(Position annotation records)
------------------------------------------------------------

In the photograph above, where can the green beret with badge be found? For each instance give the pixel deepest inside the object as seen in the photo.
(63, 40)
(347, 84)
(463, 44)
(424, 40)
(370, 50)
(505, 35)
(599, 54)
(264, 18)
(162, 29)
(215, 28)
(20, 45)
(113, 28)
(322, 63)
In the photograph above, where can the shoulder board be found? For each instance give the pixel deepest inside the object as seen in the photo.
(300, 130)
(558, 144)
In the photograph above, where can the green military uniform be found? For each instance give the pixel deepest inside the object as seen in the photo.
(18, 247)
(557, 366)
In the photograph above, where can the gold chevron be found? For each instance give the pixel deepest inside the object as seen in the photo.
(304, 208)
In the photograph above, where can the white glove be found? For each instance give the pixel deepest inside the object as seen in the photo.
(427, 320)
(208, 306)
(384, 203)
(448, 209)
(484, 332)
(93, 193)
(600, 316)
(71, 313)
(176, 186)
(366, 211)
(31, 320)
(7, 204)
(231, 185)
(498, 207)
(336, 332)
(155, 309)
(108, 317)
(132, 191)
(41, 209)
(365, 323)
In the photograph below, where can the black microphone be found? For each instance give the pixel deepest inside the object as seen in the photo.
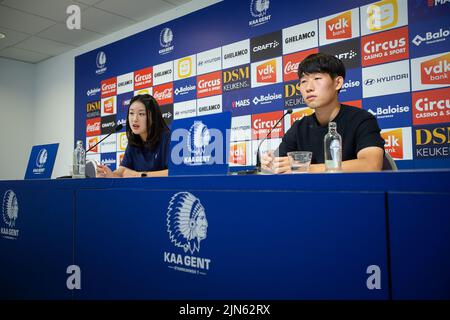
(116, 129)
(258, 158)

------------------------------------------------------------

_WHAT THE EXERCISE ASKS_:
Reproduce all of the records above, requests included, scaling every coordinate in the answers by 2.2 and rounding each result to the nearest whole number, with halves rounded up. Omit the pictures from your output.

_EXERCISE OUTPUT_:
In the photograph above, where can the green beret with badge be found? For each instance give the pixel deepest inside the object as seen in the photo.
(139, 88)
(763, 185)
(1019, 97)
(933, 88)
(814, 110)
(1111, 77)
(1318, 119)
(581, 40)
(356, 64)
(473, 62)
(44, 99)
(249, 62)
(708, 139)
In the photograph above, where can the shoulder board be found? For each instance give the pixel deepest inside the object as seen in the photo.
(660, 286)
(1228, 317)
In the photograph above, where can the green military uniform be found? For each instance give the pixel deepest inside the object as seen in the photo.
(40, 543)
(1225, 805)
In the photograph above, where can the gold chevron be found? For each instance give the pixel deepest inside the object as seen in the photo.
(669, 458)
In the photograph above, where can the white glove be found? For each instance give the pixel deepest inside the object as seen in the photo.
(939, 704)
(458, 673)
(845, 447)
(986, 460)
(1065, 730)
(205, 425)
(1320, 695)
(156, 689)
(387, 409)
(805, 464)
(68, 704)
(15, 449)
(508, 407)
(1096, 455)
(739, 730)
(341, 680)
(238, 697)
(290, 420)
(90, 460)
(803, 711)
In the photograph below, where can the black microphone be found? For each instance give the pixel deepest inside the object as seen in the photo.
(255, 284)
(568, 348)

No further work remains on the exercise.